> WHAT TO PRODUCE: Copy the items below word for word, from the line containing "Objective: a point on each instance of the red brick" through the last item, including both ends. Leave the pictures out of the copy.

> INPUT MATERIAL:
============

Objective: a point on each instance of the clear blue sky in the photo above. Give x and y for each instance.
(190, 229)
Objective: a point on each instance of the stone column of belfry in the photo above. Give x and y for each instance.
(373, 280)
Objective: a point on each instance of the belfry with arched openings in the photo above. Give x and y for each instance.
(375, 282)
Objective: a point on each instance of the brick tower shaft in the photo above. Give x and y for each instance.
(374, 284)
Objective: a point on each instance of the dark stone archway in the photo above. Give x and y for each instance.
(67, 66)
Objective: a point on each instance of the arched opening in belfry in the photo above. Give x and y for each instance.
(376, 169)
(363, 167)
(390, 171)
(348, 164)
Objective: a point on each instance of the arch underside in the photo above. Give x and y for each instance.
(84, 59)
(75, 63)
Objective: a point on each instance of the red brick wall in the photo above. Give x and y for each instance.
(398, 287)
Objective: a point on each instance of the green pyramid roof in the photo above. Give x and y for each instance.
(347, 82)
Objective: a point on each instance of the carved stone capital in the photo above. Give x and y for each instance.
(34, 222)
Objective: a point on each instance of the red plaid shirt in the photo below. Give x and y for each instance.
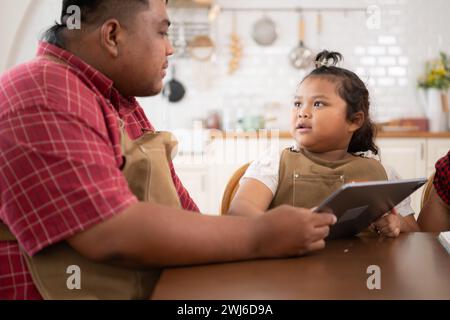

============

> SOLUTION TO THIS EXERCISE:
Objective: a point on each instance of the red brick wall in the photo above. Give x and y for each instance.
(398, 287)
Objective: a point on each instance of the green pyramid roof in the photo above. Give x and y for each instance.
(347, 82)
Objective: a point on each instance of the carved stone capital in the photo above. Give x and y for each instance.
(34, 222)
Objective: a point on each instance of the red plaid shirt in the photo below. Give x and y for each instance.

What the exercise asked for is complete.